◆ DOCUMENT SEGMENT:
They were last here in 2004. Brood X, or the Great Eastern Brood is set to return in May 2021. For the five to six weeks that they’re above ground the live cicadas — and their crunchy, discarded exoskeletons — will be impossible to miss.

The good news is that cicadas won’t bite you unless they mistake you for a plant. They won’t decimate crops like locusts do, and they don’t spread disease. They’re not poisonous, either so there’s no worry if your dog or cat eats one. Just be careful they don’t gorge themselves, as cicadas’ hard exoskeletons and wings can cause pets to choke.

Cicadas are, however, a danger to young trees, especially fruit trees. University of Maryland entomologist Mike Raupp does not recommend planting next spring, “because these trees are going to simply get hammered next year when those cicadas show up.” Trees planted in 2020 will be in danger, as well.

If you’ve recently planted a tree, it’s not too late to save it from the coming swarm. Skip the pesticides, Raupp says, and cover your young trees with netting by the middle or end of April. This will keep the cicadas from laying their eggs in the branches. You should use “fine netting with net sizes about maybe a centimeter or less, and cover those trees entirely. This will protect those trees.”

After mating and laying eggs in the branches of trees, this brood will die off. The cicadas that hatch in 2021 will drop to the ground and burrow into the earth for 17 years. There, they’ll feed on the fluids in tree roots until they emerge to breed in May 2038.

◆ INFORMATION GIVEN:
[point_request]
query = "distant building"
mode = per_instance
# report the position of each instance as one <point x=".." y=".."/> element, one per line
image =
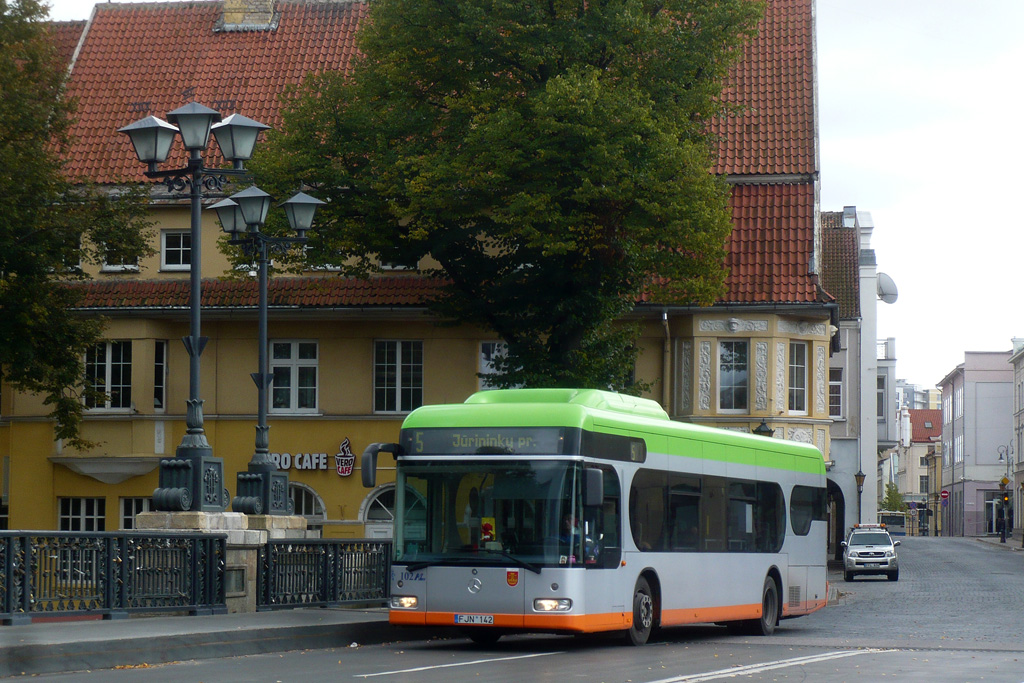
<point x="977" y="429"/>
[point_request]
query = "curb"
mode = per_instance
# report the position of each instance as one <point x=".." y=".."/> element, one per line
<point x="145" y="646"/>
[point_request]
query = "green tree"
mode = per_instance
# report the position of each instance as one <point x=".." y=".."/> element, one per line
<point x="893" y="500"/>
<point x="550" y="158"/>
<point x="49" y="224"/>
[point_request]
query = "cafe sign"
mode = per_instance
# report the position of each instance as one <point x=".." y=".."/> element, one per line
<point x="344" y="460"/>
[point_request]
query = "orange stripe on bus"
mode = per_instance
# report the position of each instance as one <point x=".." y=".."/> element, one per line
<point x="573" y="623"/>
<point x="710" y="614"/>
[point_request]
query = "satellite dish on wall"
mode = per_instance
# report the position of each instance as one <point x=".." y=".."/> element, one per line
<point x="887" y="289"/>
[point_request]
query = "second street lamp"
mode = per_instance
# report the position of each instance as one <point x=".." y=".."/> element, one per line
<point x="193" y="480"/>
<point x="263" y="488"/>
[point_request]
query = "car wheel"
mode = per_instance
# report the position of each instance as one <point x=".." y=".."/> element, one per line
<point x="643" y="613"/>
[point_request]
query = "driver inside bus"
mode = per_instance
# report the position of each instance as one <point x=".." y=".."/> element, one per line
<point x="570" y="535"/>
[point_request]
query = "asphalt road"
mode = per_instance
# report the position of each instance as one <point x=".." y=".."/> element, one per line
<point x="955" y="614"/>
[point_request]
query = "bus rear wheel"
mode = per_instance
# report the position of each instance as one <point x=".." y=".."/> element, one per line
<point x="765" y="626"/>
<point x="643" y="613"/>
<point x="484" y="637"/>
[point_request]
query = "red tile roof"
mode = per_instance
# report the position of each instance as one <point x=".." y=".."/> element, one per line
<point x="314" y="292"/>
<point x="774" y="82"/>
<point x="920" y="431"/>
<point x="841" y="263"/>
<point x="66" y="36"/>
<point x="142" y="58"/>
<point x="771" y="245"/>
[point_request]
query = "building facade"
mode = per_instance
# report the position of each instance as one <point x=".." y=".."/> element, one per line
<point x="351" y="357"/>
<point x="977" y="428"/>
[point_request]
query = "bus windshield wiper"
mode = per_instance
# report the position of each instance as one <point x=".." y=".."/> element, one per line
<point x="470" y="559"/>
<point x="515" y="560"/>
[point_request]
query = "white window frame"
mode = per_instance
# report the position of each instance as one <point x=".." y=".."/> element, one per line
<point x="401" y="390"/>
<point x="747" y="370"/>
<point x="837" y="389"/>
<point x="88" y="514"/>
<point x="881" y="402"/>
<point x="181" y="250"/>
<point x="489" y="350"/>
<point x="307" y="504"/>
<point x="160" y="348"/>
<point x="120" y="267"/>
<point x="294" y="365"/>
<point x="799" y="378"/>
<point x="108" y="364"/>
<point x="129" y="507"/>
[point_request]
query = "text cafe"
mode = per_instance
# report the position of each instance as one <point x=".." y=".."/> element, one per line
<point x="344" y="460"/>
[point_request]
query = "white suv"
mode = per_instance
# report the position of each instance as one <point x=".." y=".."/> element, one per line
<point x="869" y="550"/>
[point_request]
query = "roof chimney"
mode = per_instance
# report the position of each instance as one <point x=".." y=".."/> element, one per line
<point x="248" y="13"/>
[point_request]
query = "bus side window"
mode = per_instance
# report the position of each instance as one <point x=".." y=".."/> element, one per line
<point x="715" y="515"/>
<point x="607" y="546"/>
<point x="647" y="513"/>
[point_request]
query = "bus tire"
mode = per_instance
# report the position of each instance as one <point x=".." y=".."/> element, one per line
<point x="484" y="637"/>
<point x="643" y="613"/>
<point x="765" y="626"/>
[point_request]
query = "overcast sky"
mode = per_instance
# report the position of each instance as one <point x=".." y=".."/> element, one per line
<point x="921" y="118"/>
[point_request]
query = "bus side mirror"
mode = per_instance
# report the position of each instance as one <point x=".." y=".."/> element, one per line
<point x="593" y="487"/>
<point x="368" y="467"/>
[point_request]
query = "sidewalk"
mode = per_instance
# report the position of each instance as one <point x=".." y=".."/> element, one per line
<point x="68" y="646"/>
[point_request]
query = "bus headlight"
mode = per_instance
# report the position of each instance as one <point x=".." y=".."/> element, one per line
<point x="403" y="602"/>
<point x="552" y="604"/>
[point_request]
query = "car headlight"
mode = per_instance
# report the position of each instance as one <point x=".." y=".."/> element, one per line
<point x="403" y="602"/>
<point x="552" y="604"/>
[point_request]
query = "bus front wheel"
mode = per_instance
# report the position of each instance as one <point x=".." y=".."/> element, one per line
<point x="643" y="613"/>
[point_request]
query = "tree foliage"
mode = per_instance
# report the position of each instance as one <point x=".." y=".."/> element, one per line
<point x="49" y="224"/>
<point x="550" y="159"/>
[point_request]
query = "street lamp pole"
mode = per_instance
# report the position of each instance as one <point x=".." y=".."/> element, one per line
<point x="1006" y="456"/>
<point x="859" y="477"/>
<point x="262" y="488"/>
<point x="194" y="479"/>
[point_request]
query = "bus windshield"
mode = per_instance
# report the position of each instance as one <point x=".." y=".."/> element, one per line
<point x="526" y="512"/>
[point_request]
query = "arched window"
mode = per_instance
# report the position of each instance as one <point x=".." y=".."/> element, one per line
<point x="308" y="504"/>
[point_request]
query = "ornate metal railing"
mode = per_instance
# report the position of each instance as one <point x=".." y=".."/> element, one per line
<point x="323" y="571"/>
<point x="47" y="573"/>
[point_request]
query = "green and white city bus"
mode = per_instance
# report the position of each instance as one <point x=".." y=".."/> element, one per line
<point x="582" y="511"/>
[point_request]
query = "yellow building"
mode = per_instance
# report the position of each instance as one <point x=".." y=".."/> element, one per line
<point x="350" y="358"/>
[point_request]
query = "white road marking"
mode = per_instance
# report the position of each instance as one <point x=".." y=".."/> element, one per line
<point x="768" y="666"/>
<point x="458" y="664"/>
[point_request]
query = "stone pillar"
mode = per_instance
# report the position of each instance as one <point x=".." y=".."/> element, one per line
<point x="242" y="560"/>
<point x="246" y="535"/>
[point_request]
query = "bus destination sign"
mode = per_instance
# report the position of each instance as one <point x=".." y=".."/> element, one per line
<point x="494" y="440"/>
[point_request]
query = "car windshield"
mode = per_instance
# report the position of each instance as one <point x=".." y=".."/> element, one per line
<point x="870" y="539"/>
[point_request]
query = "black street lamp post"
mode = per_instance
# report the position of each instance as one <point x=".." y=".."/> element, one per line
<point x="194" y="478"/>
<point x="859" y="478"/>
<point x="263" y="488"/>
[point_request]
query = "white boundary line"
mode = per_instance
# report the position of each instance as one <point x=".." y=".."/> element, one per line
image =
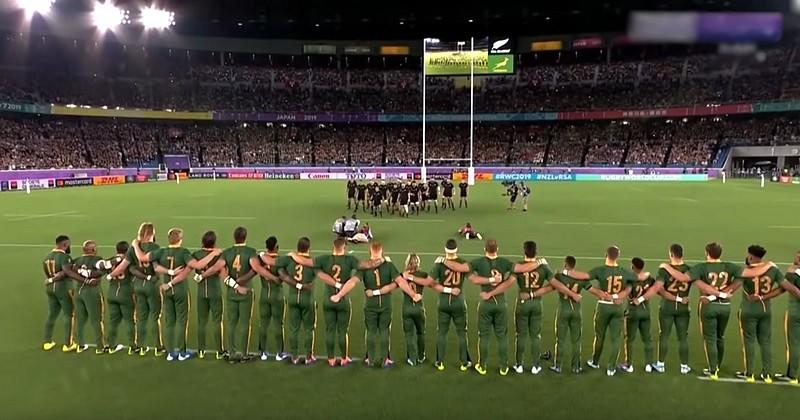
<point x="23" y="217"/>
<point x="212" y="217"/>
<point x="742" y="381"/>
<point x="364" y="251"/>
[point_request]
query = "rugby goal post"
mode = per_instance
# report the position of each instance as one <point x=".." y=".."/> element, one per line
<point x="425" y="160"/>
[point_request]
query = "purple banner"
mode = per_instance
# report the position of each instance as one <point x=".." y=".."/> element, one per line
<point x="433" y="171"/>
<point x="70" y="173"/>
<point x="292" y="117"/>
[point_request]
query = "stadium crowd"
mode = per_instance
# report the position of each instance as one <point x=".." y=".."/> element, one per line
<point x="635" y="77"/>
<point x="28" y="143"/>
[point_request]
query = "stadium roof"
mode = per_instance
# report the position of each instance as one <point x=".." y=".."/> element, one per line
<point x="376" y="19"/>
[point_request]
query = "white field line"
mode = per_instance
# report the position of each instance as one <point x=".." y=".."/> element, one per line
<point x="595" y="223"/>
<point x="404" y="220"/>
<point x="568" y="223"/>
<point x="366" y="251"/>
<point x="20" y="217"/>
<point x="742" y="381"/>
<point x="212" y="217"/>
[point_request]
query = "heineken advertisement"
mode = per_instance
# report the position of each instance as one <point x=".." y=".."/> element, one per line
<point x="24" y="108"/>
<point x="452" y="58"/>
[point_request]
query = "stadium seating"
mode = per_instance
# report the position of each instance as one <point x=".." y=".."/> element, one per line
<point x="30" y="143"/>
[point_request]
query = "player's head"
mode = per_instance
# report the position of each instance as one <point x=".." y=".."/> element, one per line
<point x="272" y="244"/>
<point x="530" y="249"/>
<point x="755" y="253"/>
<point x="303" y="244"/>
<point x="122" y="247"/>
<point x="569" y="262"/>
<point x="714" y="251"/>
<point x="612" y="253"/>
<point x="376" y="249"/>
<point x="637" y="265"/>
<point x="175" y="236"/>
<point x="63" y="243"/>
<point x="491" y="246"/>
<point x="412" y="263"/>
<point x="147" y="232"/>
<point x="676" y="251"/>
<point x="339" y="244"/>
<point x="89" y="248"/>
<point x="240" y="235"/>
<point x="451" y="246"/>
<point x="209" y="239"/>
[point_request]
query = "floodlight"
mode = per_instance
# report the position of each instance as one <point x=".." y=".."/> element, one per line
<point x="107" y="16"/>
<point x="153" y="18"/>
<point x="33" y="7"/>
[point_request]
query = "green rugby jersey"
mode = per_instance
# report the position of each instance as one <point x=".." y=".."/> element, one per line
<point x="171" y="258"/>
<point x="376" y="279"/>
<point x="237" y="261"/>
<point x="300" y="273"/>
<point x="678" y="288"/>
<point x="338" y="266"/>
<point x="449" y="278"/>
<point x="87" y="262"/>
<point x="612" y="279"/>
<point x="488" y="267"/>
<point x="210" y="286"/>
<point x="761" y="286"/>
<point x="145" y="267"/>
<point x="576" y="286"/>
<point x="270" y="290"/>
<point x="416" y="288"/>
<point x="53" y="263"/>
<point x="716" y="274"/>
<point x="534" y="280"/>
<point x="794" y="301"/>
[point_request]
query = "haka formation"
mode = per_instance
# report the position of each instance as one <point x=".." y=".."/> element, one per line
<point x="147" y="288"/>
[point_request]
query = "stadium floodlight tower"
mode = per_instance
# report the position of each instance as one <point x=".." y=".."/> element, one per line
<point x="33" y="7"/>
<point x="444" y="58"/>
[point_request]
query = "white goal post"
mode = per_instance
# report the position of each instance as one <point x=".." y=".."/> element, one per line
<point x="425" y="160"/>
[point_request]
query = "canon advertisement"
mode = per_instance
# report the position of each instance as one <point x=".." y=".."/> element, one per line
<point x="35" y="184"/>
<point x="327" y="175"/>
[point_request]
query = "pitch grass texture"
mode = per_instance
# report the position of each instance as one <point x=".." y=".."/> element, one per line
<point x="570" y="218"/>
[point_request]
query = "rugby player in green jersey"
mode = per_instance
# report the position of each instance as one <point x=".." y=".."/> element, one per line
<point x="175" y="263"/>
<point x="120" y="303"/>
<point x="301" y="307"/>
<point x="791" y="283"/>
<point x="755" y="314"/>
<point x="615" y="285"/>
<point x="378" y="286"/>
<point x="414" y="310"/>
<point x="242" y="263"/>
<point x="673" y="310"/>
<point x="452" y="306"/>
<point x="637" y="320"/>
<point x="147" y="295"/>
<point x="713" y="279"/>
<point x="271" y="303"/>
<point x="489" y="272"/>
<point x="209" y="298"/>
<point x="569" y="320"/>
<point x="57" y="266"/>
<point x="528" y="307"/>
<point x="335" y="270"/>
<point x="89" y="299"/>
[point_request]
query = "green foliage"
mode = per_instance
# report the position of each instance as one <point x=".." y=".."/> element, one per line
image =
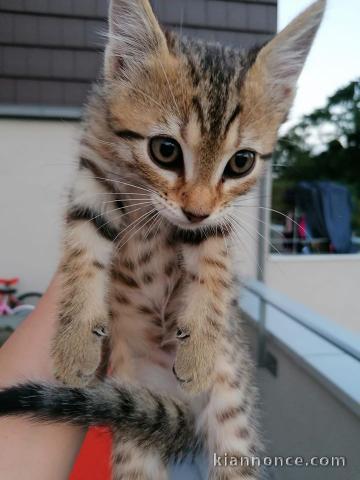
<point x="324" y="145"/>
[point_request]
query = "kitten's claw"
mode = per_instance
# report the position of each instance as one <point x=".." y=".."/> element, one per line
<point x="77" y="355"/>
<point x="194" y="363"/>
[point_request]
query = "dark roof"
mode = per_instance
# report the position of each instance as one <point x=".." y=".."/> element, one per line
<point x="50" y="50"/>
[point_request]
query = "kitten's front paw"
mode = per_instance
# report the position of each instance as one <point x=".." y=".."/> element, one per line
<point x="194" y="362"/>
<point x="77" y="354"/>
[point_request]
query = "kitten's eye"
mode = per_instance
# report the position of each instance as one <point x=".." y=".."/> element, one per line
<point x="166" y="152"/>
<point x="240" y="164"/>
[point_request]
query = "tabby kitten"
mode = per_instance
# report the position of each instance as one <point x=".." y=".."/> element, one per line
<point x="176" y="132"/>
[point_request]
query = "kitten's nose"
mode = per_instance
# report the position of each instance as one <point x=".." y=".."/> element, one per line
<point x="194" y="217"/>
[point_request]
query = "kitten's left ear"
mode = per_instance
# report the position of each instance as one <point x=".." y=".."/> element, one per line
<point x="280" y="62"/>
<point x="134" y="37"/>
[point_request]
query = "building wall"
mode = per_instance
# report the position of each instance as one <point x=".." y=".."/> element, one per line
<point x="328" y="284"/>
<point x="36" y="160"/>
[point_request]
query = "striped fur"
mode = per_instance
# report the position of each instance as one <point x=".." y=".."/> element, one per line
<point x="136" y="270"/>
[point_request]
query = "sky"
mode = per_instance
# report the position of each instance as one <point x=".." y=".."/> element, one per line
<point x="335" y="57"/>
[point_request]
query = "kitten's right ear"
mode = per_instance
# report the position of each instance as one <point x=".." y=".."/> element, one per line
<point x="134" y="37"/>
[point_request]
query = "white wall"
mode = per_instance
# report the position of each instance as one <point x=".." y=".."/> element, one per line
<point x="329" y="284"/>
<point x="36" y="158"/>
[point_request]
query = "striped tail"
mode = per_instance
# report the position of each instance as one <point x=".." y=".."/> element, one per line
<point x="151" y="419"/>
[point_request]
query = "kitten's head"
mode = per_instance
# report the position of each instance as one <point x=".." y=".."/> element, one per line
<point x="196" y="121"/>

◆ WORK TASK A:
Answer these questions using the cicada text:
(i) For how many weeks are the cicadas above ground?
(ii) By what point should young trees be covered with netting?
(iii) In what month and year will the cicadas that hatch in 2021 emerge to breed?
◆ WORK TASK B:
Write out the part of the cicada text between "They were last" and "danger, as well.", inclusive, without changing anything.

◆ ANSWER BOX A:
(i) Five to six weeks.
(ii) By the middle or end of April.
(iii) May 2038.

◆ ANSWER BOX B:
They were last here in 2004. Brood X, or the Great Eastern Brood is set to return in May 2021. For the five to six weeks that they’re above ground the live cicadas — and their crunchy, discarded exoskeletons — will be impossible to miss.

The good news is that cicadas won’t bite you unless they mistake you for a plant. They won’t decimate crops like locusts do, and they don’t spread disease. They’re not poisonous, either so there’s no worry if your dog or cat eats one. Just be careful they don’t gorge themselves, as cicadas’ hard exoskeletons and wings can cause pets to choke.

Cicadas are, however, a danger to young trees, especially fruit trees. University of Maryland entomologist Mike Raupp does not recommend planting next spring, “because these trees are going to simply get hammered next year when those cicadas show up.” Trees planted in 2020 will be in danger, as well.